AIM 1> In the blog post below about the best fiction books of 2010, why does the writer decide to share the NY Times picks with readers?

SELECTED PASSAGE>
Tuesday, December 21, 2010

Top 5 best fiction books of 2010 according to the NY Times (that may just make for good Christmas break reading)

List by Tosca

"Next to a circus there ain't nothing that packs up and tears out faster than the Christmas spirit."
- Kin Hubbard

Sometimes, though, a stolen moment of peace and quiet in your newly cleared backyard (yes, in *my* newly cleared backyard) to indulge in a spot of escapism in the form of a book, can go a long way towards helping you retain your Christmas bonhomie. I'm totally pooped! I've spent the last two and a half hours working on a major part of last night's top 5 list (Top 5 chores I have to take care of before the impending parental Christmas day visit). And so I sit here, covered once again in grass gunk, snail trails and leaves but feeling pretty gosh darn good. My brain, though, is absolutely fried. So fried that I'm going to cheat, just a little (is that like being a little bit pregnant?) and admit that I browsed the NY Times books section for ideas. What I came out of there with, other than a long list of 'DO WANTS' and 'MUST HAVES,' was the thought that if I'm interested in their best fiction books for this year then others might be, too. If you're looking for some peace and quiet over the Christmas break, then these titles just may help you escape. Even if it's only for 10 minutes :)

TASK MATERIAL>

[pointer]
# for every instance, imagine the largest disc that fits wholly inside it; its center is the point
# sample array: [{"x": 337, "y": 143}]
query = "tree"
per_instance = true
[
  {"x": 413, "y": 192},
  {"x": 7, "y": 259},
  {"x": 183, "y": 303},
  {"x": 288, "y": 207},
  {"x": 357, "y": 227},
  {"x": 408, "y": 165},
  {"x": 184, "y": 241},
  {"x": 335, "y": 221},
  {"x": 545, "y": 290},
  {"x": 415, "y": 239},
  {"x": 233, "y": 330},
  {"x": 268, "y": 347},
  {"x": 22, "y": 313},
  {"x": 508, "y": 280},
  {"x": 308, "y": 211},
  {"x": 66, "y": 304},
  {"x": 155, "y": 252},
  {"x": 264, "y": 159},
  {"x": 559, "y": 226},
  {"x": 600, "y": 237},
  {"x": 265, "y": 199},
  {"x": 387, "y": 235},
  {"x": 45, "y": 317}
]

...

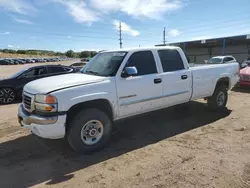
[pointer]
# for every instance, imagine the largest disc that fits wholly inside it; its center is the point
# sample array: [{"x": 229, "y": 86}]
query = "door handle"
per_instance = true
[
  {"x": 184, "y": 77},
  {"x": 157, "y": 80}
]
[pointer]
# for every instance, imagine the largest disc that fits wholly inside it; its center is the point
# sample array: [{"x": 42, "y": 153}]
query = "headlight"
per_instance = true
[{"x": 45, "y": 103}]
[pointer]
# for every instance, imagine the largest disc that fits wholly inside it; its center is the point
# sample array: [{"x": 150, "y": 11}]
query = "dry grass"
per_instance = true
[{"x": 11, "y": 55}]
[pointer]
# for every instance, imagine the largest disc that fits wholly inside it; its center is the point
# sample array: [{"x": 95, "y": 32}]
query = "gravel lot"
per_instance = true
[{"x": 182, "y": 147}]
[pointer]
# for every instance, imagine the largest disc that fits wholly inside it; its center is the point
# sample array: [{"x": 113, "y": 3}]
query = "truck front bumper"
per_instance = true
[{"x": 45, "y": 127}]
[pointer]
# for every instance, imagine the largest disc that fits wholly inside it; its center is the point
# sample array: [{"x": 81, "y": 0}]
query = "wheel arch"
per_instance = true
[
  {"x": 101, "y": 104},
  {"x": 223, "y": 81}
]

AIM 2> Find every line in the records above that contains the string "sample" and copy each of those lines, treating uppercase and lowercase as different.

WORKED ANSWER 1> After browsing the NY Times books section for ideas, the writer thought that anyone else interested in their best fiction books of the year might want them too. The titles are offered as an escape for readers seeking peace and quiet over the Christmas break, even for only 10 minutes.

WORKED ANSWER 2>
# sample array: [{"x": 337, "y": 143}]
# sample array: [{"x": 229, "y": 86}]
# sample array: [{"x": 42, "y": 153}]
# sample array: [{"x": 150, "y": 11}]
# sample array: [{"x": 95, "y": 32}]
# sample array: [{"x": 113, "y": 3}]
# sample array: [{"x": 81, "y": 0}]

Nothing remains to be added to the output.